[GIVEN TEXT — start]

According to the Centers for Disease Control and Prevention, it’s impossible to predict what the 2018-19 flu season will be like because new flu viruses appear every year and vaccines are updated annually.

While the best way to prevent the flu is to get a vaccine, there are other ways to bolster our immune system. They include:

  • Getting enough sleep.
  • Lowering stress.
  • Increasing physical activity.
  • Maintaining a healthy weight.
  • Eating more whole foods rich in protein and antioxidants.

As a nutritionist, I want to focus on how what you eat can help promote a healthy immune system and either prevent the flu or lessen its severity. We know our immune system fights off bacteria, viruses and other pathogens. Eating unprocessed foods like lean meats, fish, nuts and seeds, legumes, fruits, vegetables, whole grains, low-fat dairy and healthy fats can help.

A Look At This Year’s Flu Season (Click here)

Here’s how:

  • Protein foods, lean meats, fish, nuts and legumes supply necessary nutrients for cells to fight off infection. They help rebuild the body and heal. Zinc, a mineral found in protein foods, is known to support these actions.
  • Antioxidants are compounds that inhibit oxidation which can lead to cell damage. They can be vitamins or particular plant chemicals known as phytochemicals. Perhaps the best source of antioxidants is fruits and vegetables. Vitamin C is a strong antioxidant found in broccoli, red peppers, citrus fruits and kiwi. Dark greens have flavonoids, Vitamin C and Vitamin E, all strong antioxidants. Vitamin A and beta carotene are found in orange and red vegetables like pumpkin, sweet potato and carrots. You may have heard the phrase “eat the rainbow,” referring to the naturally-occurring pigments in fruit and vegetables. A bonus is that these are rich in fiber and act as a fuel for good bacteria.
  • Nuts and seeds supply protein, Vitamin E and healthy fat. Snack on roasted pumpkin seeds or add pistachios to your salad. A couple teaspoons of ground flaxseeds in your morning oatmeal add an excellent source of healthy omega-3 fat too.
  • Low-fat dairy like yogurt, aged cheese and kefir have protein but also good bacteria or probiotics that are important for digestive health and support a healthy immune system. They tip the balance and help keep the bad microorganisms at bay. Nondairy sources of probiotics include kimchi and kombucha tea. Adding prebiotics to your diet keep the probiotics happy and thriving because they provide a food supply. Foods with fiber like onions, garlic, asparagus, leeks and wheat bran are examples of prebiotics.

[GIVEN TEXT — finish]

**DESCRIPTION OF THE TASK:**
Which mineral found in protein foods does the flu nutrition text say supports the body's fight against infection? Rely only on the flu nutrition text and nothing else.

[PROVIDED MATERIAL — start]

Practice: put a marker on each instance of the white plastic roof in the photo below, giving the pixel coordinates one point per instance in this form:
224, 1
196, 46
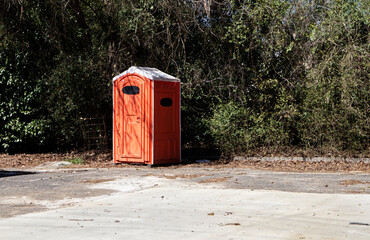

[PROVIDED MATERIAL — finish]

**RESULT:**
Zinc.